Activity: Would you retype exactly the lines from the one containing "Put a point on the open" through the last line of the records below, and nothing else?

(Data extracted from a collection)
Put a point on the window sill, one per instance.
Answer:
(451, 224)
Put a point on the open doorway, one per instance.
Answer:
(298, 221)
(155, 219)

Written response:
Put a point on the open doorway, one per instance.
Answer:
(298, 221)
(155, 219)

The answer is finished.